Text segment
I am standing on the edge of the pool, in my Speedo swimsuit, feeling like a Second Aliya pioneer determined to speak only the language of their forefathers. It’s Sunday night, Masters Swim Group, Jerusalem Pool. I’m about to swim three kilometers. My swimming is as bad as the typical pioneer’s Hebrew was, but I’m going to do it anyway.
I have an acquaintance who teaches meditation. She once suggested that I join the group she conducts once a month before Saturday morning services at our synagogue. “Mediation relieves stress,” she advised me. “Relieve stress? What’s wrong with stress?” I answered blankly. I go to shul on Saturday mornings to get stressed out. I’m not very good at praying. I go to Masters Swim for the same reason.
It’s like those yeshiva dropouts and intellectual women who arrived in Palestine in the 1910s to break their backs at manual labor and tie their tongues trying to make Hebrew their daily language. Imagine trying to express your innermost thoughts and feelings with a preschooler’s vocabulary and grasp of linguistic nuance. It would be like a 52-year-old klutz doing the breaststroke….

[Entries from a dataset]

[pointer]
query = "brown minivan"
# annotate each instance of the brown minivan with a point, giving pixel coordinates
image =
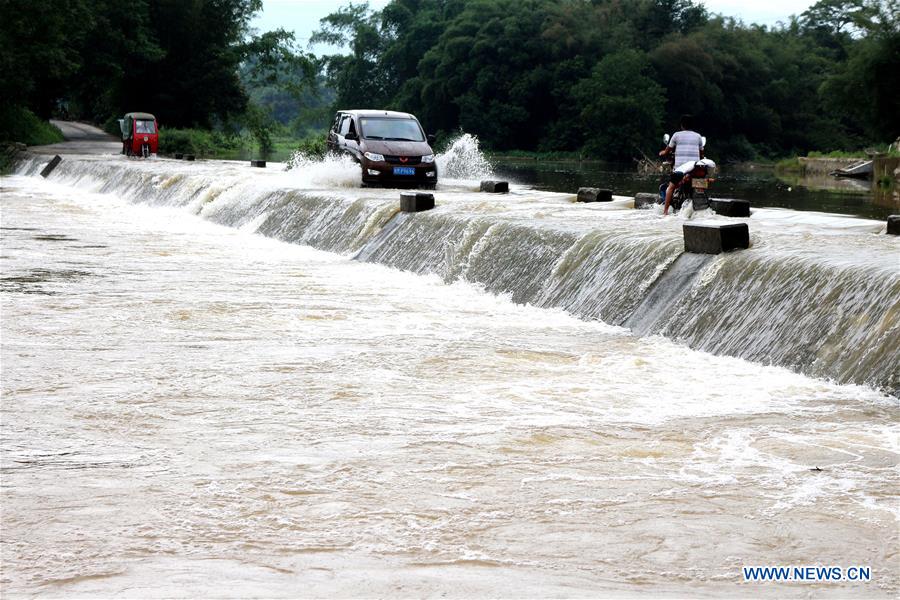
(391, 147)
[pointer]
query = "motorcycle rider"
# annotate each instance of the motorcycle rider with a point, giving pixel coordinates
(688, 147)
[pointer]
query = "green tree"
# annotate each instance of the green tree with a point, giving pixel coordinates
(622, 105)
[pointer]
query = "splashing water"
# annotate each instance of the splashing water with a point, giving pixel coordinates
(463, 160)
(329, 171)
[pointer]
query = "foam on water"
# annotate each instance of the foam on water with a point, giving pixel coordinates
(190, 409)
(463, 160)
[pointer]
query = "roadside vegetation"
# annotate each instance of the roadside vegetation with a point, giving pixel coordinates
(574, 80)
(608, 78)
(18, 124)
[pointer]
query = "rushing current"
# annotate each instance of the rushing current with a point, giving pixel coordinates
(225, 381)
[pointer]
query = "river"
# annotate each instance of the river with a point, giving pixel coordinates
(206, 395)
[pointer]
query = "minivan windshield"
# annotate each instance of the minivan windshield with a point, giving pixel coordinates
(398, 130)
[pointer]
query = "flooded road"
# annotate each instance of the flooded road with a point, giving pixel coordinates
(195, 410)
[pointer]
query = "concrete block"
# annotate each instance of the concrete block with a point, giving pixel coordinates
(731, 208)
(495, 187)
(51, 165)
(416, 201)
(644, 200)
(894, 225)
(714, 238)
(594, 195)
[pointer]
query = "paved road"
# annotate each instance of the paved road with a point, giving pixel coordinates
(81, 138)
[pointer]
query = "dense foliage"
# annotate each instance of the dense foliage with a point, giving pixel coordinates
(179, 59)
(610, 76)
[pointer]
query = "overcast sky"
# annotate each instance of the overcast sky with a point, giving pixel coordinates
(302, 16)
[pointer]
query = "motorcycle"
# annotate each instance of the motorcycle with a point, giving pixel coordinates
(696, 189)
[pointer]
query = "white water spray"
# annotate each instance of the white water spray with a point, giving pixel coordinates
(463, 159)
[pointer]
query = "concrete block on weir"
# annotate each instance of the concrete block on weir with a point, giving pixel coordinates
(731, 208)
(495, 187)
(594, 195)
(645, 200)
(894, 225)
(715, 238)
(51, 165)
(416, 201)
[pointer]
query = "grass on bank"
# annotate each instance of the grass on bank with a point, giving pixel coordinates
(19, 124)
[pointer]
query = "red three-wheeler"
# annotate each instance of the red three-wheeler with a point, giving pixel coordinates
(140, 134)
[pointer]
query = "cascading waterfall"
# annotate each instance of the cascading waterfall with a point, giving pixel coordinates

Request 1
Decide whether each statement agrees with the swimming essay, answering yes or no and quoting the words of the essay that settle it: (a) The writer is about to swim three kilometers. (b) The meditation group meets every Saturday morning. (c) The pioneers came to Palestine in the 1920s.
Request 2
Count the lines of the entries that contain the string "white", and give only that number.
The swimming essay and the entries are unrelated material.

Problem solution 1
(a) Yes: "I’m about to swim three kilometers."
(b) No: "she conducts once a month before Saturday morning services"
(c) No: "arrived in Palestine in the 1910s"

Problem solution 2
2